## [YOUR OBJECTIVE]
Tally the lines in the records below that contain the string "iron". Reply with the number alone.

## [INPUT RECORDS]
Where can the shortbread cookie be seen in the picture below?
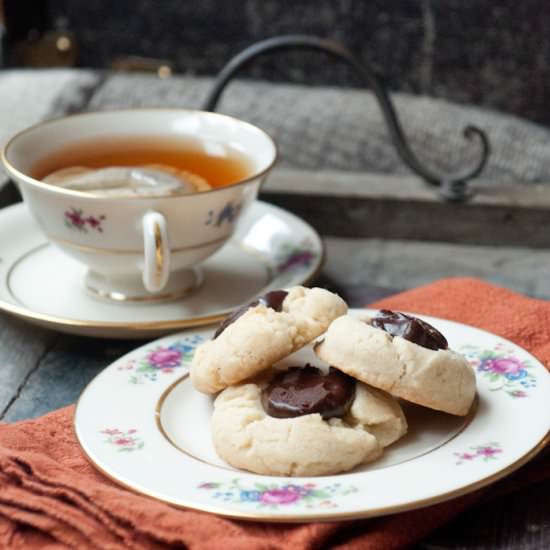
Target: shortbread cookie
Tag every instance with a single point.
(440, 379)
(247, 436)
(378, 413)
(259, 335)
--
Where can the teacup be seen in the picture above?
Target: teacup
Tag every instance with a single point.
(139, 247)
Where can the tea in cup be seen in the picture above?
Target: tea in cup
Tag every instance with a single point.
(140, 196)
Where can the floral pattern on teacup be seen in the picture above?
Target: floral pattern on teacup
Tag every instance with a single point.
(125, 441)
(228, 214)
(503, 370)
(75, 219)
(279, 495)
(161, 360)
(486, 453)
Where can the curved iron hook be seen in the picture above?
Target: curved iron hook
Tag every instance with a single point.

## [EXERCISE SOLUTION]
2